Stated problem: Rewrite the listing below with "thin branch" changed to "twig" wherever it occurs, leaving everything else the same.

-------- Records supplied

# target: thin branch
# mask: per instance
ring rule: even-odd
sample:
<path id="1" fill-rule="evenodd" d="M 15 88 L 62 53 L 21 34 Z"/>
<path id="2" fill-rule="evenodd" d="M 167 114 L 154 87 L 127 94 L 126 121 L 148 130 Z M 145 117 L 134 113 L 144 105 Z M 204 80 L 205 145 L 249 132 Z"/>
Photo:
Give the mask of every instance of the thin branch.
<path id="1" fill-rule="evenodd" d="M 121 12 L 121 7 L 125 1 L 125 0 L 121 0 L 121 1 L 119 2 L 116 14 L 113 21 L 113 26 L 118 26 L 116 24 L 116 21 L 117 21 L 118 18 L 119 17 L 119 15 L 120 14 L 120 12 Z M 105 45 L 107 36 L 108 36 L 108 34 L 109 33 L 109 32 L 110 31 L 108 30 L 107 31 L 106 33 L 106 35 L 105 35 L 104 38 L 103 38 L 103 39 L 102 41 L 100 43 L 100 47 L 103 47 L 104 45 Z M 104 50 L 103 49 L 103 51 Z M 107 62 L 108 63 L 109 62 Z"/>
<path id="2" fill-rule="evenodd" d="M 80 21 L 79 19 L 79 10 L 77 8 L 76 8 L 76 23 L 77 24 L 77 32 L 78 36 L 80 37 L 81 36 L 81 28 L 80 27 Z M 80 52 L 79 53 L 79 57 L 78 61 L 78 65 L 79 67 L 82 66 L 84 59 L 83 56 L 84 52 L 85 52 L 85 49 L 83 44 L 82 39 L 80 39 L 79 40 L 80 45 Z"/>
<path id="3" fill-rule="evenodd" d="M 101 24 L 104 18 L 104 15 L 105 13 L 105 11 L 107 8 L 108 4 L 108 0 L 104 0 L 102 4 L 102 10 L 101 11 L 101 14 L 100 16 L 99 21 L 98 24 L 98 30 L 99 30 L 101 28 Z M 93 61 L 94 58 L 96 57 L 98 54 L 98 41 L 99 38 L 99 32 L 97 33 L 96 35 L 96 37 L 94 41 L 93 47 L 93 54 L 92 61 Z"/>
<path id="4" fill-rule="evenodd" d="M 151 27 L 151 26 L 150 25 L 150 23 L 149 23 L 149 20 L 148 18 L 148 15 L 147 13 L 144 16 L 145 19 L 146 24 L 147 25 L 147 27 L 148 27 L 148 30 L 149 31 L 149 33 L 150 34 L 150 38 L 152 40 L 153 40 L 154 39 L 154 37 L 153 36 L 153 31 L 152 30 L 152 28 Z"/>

----------------

Result for this exercise:
# target: twig
# mask: per instance
ring rule: even-odd
sample:
<path id="1" fill-rule="evenodd" d="M 15 88 L 62 53 L 21 34 Z"/>
<path id="2" fill-rule="evenodd" d="M 167 114 L 154 87 L 127 94 L 126 121 L 148 130 Z M 145 117 L 134 113 L 144 105 Z M 204 80 L 205 145 L 249 132 Z"/>
Photo:
Give the mask of every instance of the twig.
<path id="1" fill-rule="evenodd" d="M 121 12 L 121 7 L 125 1 L 125 0 L 121 0 L 121 1 L 119 2 L 116 14 L 113 21 L 113 26 L 118 26 L 116 24 L 116 21 L 117 21 L 118 18 L 119 17 L 119 15 L 120 14 L 120 12 Z M 105 45 L 107 36 L 108 36 L 108 34 L 109 33 L 109 32 L 110 31 L 108 30 L 107 31 L 106 33 L 106 35 L 105 35 L 104 38 L 103 38 L 103 39 L 102 41 L 100 43 L 100 47 L 103 47 L 104 45 Z M 104 50 L 103 49 L 103 51 Z M 107 62 L 108 63 L 109 62 Z"/>
<path id="2" fill-rule="evenodd" d="M 80 21 L 79 19 L 79 10 L 77 8 L 76 8 L 76 23 L 77 24 L 77 32 L 78 36 L 80 37 L 81 36 L 81 28 L 80 27 Z M 80 52 L 79 53 L 79 57 L 78 61 L 78 65 L 79 67 L 82 66 L 84 59 L 83 56 L 84 52 L 85 52 L 85 49 L 83 44 L 82 39 L 80 39 L 79 40 L 80 45 Z"/>
<path id="3" fill-rule="evenodd" d="M 101 24 L 104 18 L 104 15 L 105 13 L 105 11 L 107 8 L 108 4 L 108 0 L 104 0 L 102 4 L 102 10 L 101 11 L 101 14 L 100 16 L 99 21 L 98 24 L 98 30 L 99 30 L 101 28 Z M 93 61 L 94 58 L 96 57 L 98 54 L 98 41 L 99 38 L 99 32 L 97 33 L 96 35 L 96 37 L 94 41 L 93 47 L 93 54 L 92 61 Z"/>
<path id="4" fill-rule="evenodd" d="M 151 27 L 151 26 L 150 25 L 150 23 L 149 23 L 149 20 L 148 18 L 148 15 L 147 13 L 144 16 L 145 19 L 146 24 L 147 25 L 147 27 L 148 27 L 148 30 L 149 31 L 149 33 L 150 34 L 150 38 L 152 40 L 153 40 L 154 39 L 154 37 L 153 36 L 153 31 L 152 30 L 152 28 Z"/>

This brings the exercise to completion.